== Segment start ==
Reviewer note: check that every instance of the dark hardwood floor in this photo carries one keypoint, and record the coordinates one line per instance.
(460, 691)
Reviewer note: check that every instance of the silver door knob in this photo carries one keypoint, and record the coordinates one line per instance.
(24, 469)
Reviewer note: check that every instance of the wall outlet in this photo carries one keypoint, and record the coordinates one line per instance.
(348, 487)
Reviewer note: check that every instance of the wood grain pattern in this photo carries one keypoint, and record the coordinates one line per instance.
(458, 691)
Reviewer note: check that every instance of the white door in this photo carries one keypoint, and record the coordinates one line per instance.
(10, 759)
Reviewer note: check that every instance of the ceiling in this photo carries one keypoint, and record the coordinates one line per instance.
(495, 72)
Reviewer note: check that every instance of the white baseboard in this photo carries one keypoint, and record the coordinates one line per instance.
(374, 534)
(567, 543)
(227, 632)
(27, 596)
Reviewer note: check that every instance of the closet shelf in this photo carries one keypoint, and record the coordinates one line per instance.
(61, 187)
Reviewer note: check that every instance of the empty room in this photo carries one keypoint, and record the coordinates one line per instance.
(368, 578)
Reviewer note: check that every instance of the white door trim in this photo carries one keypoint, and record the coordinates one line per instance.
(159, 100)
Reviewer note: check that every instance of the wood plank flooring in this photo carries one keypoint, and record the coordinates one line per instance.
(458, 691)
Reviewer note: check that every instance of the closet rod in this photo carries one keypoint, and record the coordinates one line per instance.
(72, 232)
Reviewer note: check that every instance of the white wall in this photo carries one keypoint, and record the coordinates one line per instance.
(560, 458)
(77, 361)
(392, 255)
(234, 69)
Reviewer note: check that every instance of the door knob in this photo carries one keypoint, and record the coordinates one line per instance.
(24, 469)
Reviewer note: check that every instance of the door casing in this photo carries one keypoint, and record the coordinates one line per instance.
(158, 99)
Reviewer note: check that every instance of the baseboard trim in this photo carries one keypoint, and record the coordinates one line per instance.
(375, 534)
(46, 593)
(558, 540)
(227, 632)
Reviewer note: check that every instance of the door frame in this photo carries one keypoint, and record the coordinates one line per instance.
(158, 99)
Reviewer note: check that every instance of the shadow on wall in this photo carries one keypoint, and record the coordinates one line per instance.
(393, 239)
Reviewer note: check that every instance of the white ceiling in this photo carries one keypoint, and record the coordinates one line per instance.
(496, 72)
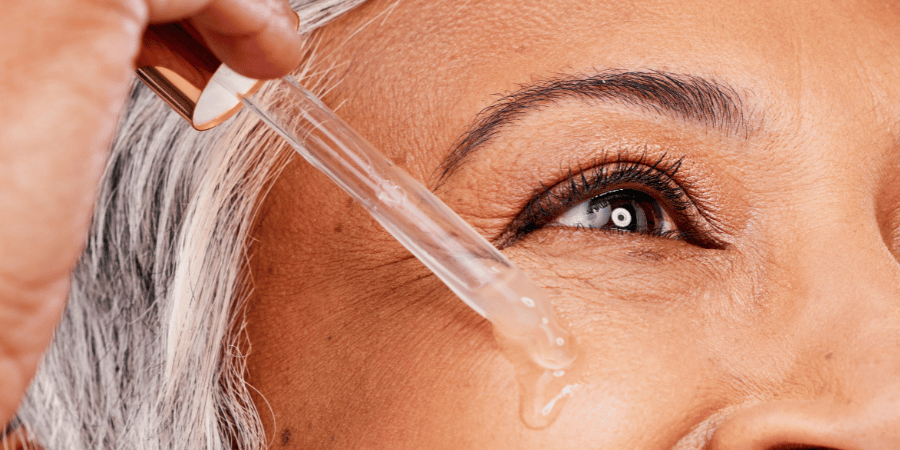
== Segment end ==
**Your task:**
This task calls for an exact copy of the data above, without pictures.

**Worked solution:**
Reviewer note: check that every instance of the dark hardwood floor in this photo carries one keypoint, and record the coordinates one line per instance.
(460, 691)
Reviewer note: check that every instance of the silver door knob in this photo carries one keypoint, and record the coordinates one line per instance.
(24, 469)
Reviewer note: check that every instance of the wall outlet in this photo carries one keypoint, and record the coordinates one line per instance.
(348, 487)
Reviewer note: check that every instance of the wood grain pattern in this photo carries one keypoint, and record the coordinates one line per instance.
(458, 691)
Reviewer note: check that every instance of the white door in this photo carries one keypoint, and record the coordinates one line per instance.
(10, 759)
Reviewer note: check that every instance of the ceiling in this photo carries one keypoint, and record the coordinates one line per instance.
(495, 72)
Reviewer note: check that every instance of the white baseboard in this photo carries one keypoint, and record the coordinates one line per instance.
(374, 534)
(567, 543)
(227, 632)
(27, 596)
Reviewer note: check that every instance of the closet shelf in this photo carries one keypoint, and record the coordinates one line per instance.
(61, 187)
Reviewer note: check that every instance of the empty room in this photo carries one keypoint, and record the coordinates one line per instance.
(368, 578)
Reviewer note: check that every instance of the white door trim in this photo carries one keypoint, and record the coordinates one line per instance.
(159, 100)
Reviewer note: check that every instance of the wood plank flooring in this photo carries one keypoint, and record the coordinates one line per instance.
(458, 691)
Reviewer note: check that every instance of the closet rod in this photo carries one keypoint, and record the coordinates one line per instance.
(72, 232)
Reviewer note: check that every instance of the white wall in this photo carries one keypoint, and record the coordinates one line per instance.
(560, 458)
(77, 361)
(392, 255)
(234, 69)
Reviewer note: check that every instance of the door knob in this photo carries one keypoint, and record the coordinates one line per instance.
(24, 469)
Reviewer note: check that every instance of the door casing in this photo carries one keypoint, and record the coordinates one line per instance.
(158, 99)
Reviewer note: check that every instance of the baseboard trim in this photo carries one keypoint, and record the coordinates one line per instance.
(375, 534)
(46, 593)
(558, 540)
(227, 632)
Reviewer note: check that every instance of the door frame in this photo carries one keypoint, and record the coordinates one line per instance.
(158, 99)
Reviewer note: check that every instance of the shadow on wall in this photo carries one keypoint, and record the coordinates one line per instance.
(393, 239)
Reviewer note: check that every instance of the white ceiling in this photo carries one keypoint, and record the coordinates one line per instance.
(496, 72)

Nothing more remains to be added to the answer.